BEGIN
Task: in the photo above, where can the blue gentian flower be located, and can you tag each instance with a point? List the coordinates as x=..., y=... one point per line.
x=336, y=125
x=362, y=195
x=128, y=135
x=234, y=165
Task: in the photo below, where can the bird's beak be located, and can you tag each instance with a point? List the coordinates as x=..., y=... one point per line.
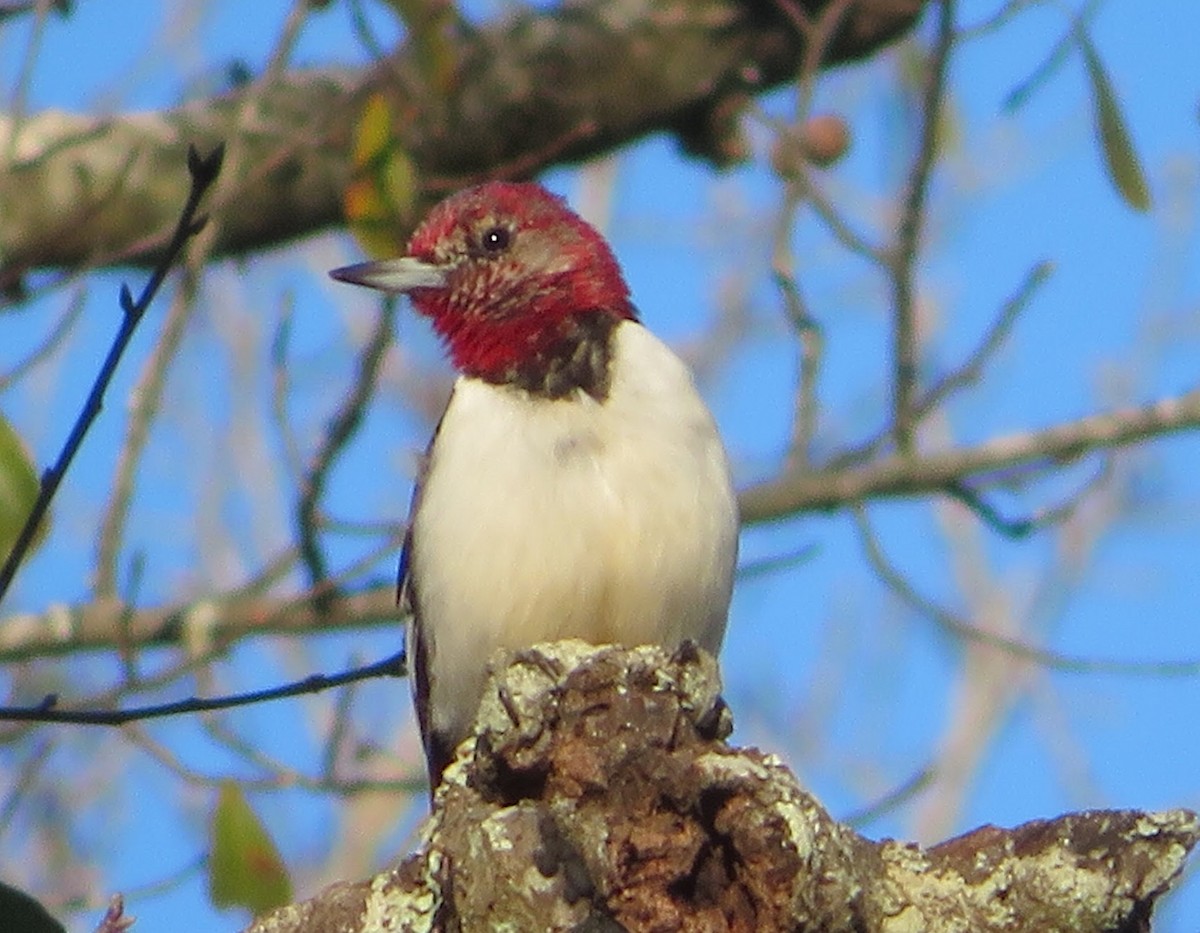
x=393, y=275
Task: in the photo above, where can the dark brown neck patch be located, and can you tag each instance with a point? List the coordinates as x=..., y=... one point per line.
x=579, y=356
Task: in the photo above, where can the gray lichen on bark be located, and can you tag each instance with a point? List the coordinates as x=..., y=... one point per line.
x=598, y=793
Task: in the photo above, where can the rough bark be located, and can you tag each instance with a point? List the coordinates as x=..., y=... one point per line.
x=599, y=794
x=508, y=98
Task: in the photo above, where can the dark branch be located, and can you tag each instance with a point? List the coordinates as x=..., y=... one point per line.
x=203, y=172
x=47, y=710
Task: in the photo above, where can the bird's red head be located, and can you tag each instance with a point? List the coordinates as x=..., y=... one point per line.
x=510, y=278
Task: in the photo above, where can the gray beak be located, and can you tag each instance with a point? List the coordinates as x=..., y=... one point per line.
x=393, y=275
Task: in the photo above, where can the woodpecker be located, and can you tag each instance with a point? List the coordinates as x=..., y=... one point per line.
x=576, y=486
END
What you return must match the records above exactly, minus any images.

» RESULT OF THE TASK
Task: in the photo above, where can the blue gentian flower be located, and can you tag each instance with a point? List the coordinates as x=..., y=... one point per line.
x=336, y=125
x=362, y=195
x=128, y=135
x=234, y=165
Task: in the photo below, where can the bird's beak be located, and can you tag each instance with a point? List the coordinates as x=..., y=... one point per line.
x=393, y=275
Task: in the photo above, where can the dark brown neck patch be located, and can you tag each instance with a point? List the coordinates as x=..., y=... one point per line.
x=579, y=356
Task: in the photo above, where can the gray lichen on bark be located, and can you tag each instance with a point? List the coordinates as x=..., y=... one point per line.
x=598, y=793
Task: in the photo above, where can the rough bark be located, and can you tag each instance with a point? List the coordinates as x=..., y=... one point per line.
x=599, y=794
x=508, y=98
Task: in the photo above, where can the dark branch be located, and can you tag each instance with a point? List the coordinates as x=..., y=... one point per line.
x=203, y=172
x=47, y=710
Task: in the photo above, where can the bird's red head be located, and can you tag each instance with a point? List the coordinates as x=..., y=... one point per line.
x=510, y=278
Task: in the photo above, where can the gray beak be located, and can you tag each instance with a point? List the coordinates as x=..., y=... one point per line.
x=393, y=275
Task: in the photo above, where can the woodpecker be located, and can you tag each instance with a point? List the coordinates as x=..., y=... one point per line.
x=576, y=486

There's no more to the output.